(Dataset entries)
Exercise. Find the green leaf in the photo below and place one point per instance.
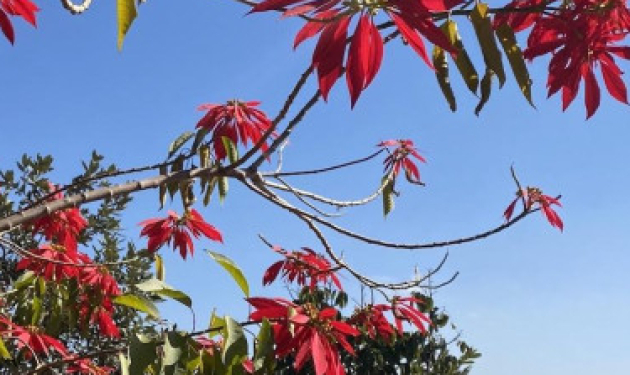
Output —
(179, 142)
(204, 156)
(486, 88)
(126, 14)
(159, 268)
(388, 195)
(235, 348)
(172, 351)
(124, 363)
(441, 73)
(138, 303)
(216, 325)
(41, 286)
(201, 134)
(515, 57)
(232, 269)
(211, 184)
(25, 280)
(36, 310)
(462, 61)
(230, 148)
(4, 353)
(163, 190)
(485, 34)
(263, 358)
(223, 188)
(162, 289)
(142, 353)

...

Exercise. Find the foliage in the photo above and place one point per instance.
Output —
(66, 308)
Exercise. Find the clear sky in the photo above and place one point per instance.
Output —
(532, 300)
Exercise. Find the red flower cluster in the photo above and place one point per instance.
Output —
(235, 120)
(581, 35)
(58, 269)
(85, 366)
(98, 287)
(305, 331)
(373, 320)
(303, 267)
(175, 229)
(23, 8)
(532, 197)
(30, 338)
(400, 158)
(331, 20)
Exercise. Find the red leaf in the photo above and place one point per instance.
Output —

Task requirements = Pull out every line in the data above that has the word "place".

Written response =
Exercise. Find the green leaf in the photo below and place one point per instance.
Exercise. Find the foliage in the photo above and place one point per instance.
Exercise. Find the clear sky in the photo above and place one point per instance.
Exercise. Find the red flower cluster in the photo above and place one point per instance.
Exercise. Find the red leaf in the photo above and place one point per instance.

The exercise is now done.